Tasks to perform
1) Decide whether each statement below agrees with the prawn README. For each, answer yes or no and quote the words of the README that settle it.
(a) prawn stores downloaded CSS files in saved_site/css/.
(b) prawn uses a headless browser to fetch pages.
(c) prawn uses scraper to parse HTML.
2) Reproduce the part of the prawn README that starts with "prawn is an" and goes on through "rayon for parallelism.".

━━━ Reading text ━━━

Files
prawn/README.md
2025-07-03 20:39:41 +02:00

1.4 KiB

prawn

logo

prawn is an extremely fast Rust web scraper that downloads a webpage's HTML and all linked CSS and JS resources, saving them into a local folder for offline use.

Features

  • High-performance: Uses reqwest (with connection pooling), tokio, and rayon for parallelism.
  • CLI tool: Accepts a URL as an argument.
  • Downloads and parses HTML as fast as possible.
  • Extracts and concurrently downloads all <link rel="stylesheet"> and <script src="..."> resources.
  • Rewrites HTML to point to local files and saves it as saved_site/index.html.
  • All CSS and JS files are saved into saved_site/css/ and saved_site/js/ respectively.

Usage

cargo run -- https://example.com

This will download the HTML, CSS, and JS concurrently and save them to ./saved_site/ within seconds.

Constraints

  • Uses async Rust (tokio) for HTTP I/O and rayon or futures for concurrent downloads.
  • Uses scraper for fast DOM-like parsing.
  • No GUI dependencies or headless browsers (pure HTTP and HTML/CSS/JS).
  • Avoids unsafe code unless absolutely justified and documented.
  • Minimizes unnecessary allocations or cloning.

License

MIT

━━━ Provided information ━━━

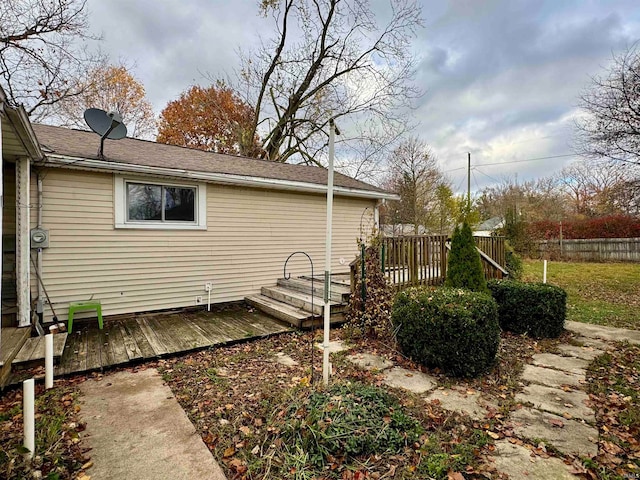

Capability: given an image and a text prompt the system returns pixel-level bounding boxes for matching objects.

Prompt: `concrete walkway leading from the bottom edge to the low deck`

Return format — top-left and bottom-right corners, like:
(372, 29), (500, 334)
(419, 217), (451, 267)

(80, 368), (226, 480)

━━━
━━━ Provided information ━━━

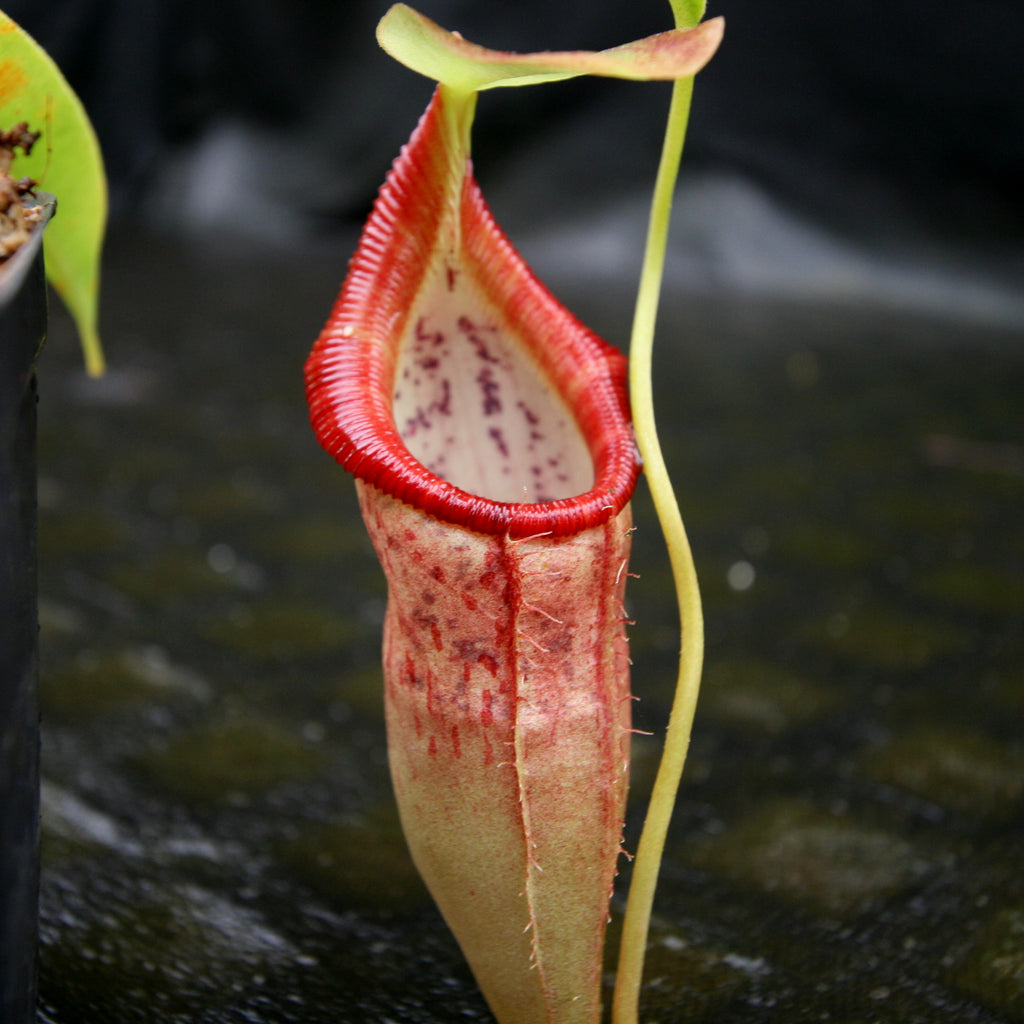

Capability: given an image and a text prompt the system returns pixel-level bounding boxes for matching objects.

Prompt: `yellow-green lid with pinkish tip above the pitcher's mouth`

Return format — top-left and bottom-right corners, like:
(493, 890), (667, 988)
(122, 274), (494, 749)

━━━
━━━ Provided information ━━━

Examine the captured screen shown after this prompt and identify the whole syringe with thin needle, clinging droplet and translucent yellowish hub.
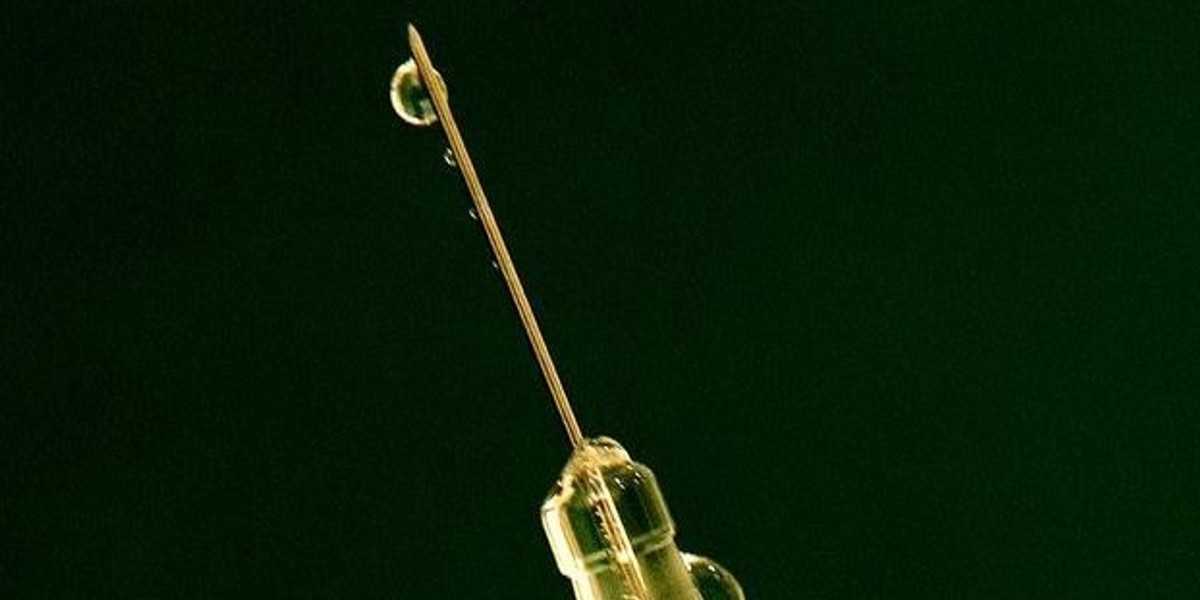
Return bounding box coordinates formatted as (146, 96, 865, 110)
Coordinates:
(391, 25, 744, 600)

━━━

Solutions by task
1)
(a) Yes: "All CSS and JS files are saved into saved_site/css/ and saved_site/js/ respectively."
(b) No: "No GUI dependencies or headless browsers (pure HTTP and HTML/CSS/JS)."
(c) Yes: "Uses scraper for fast DOM-like parsing."

2)
prawn is an extremely fast Rust web scraper that downloads a webpage's HTML and all linked CSS and JS resources, saving them into a local folder for offline use.

Features

  • High-performance: Uses reqwest (with connection pooling), tokio, and rayon for parallelism.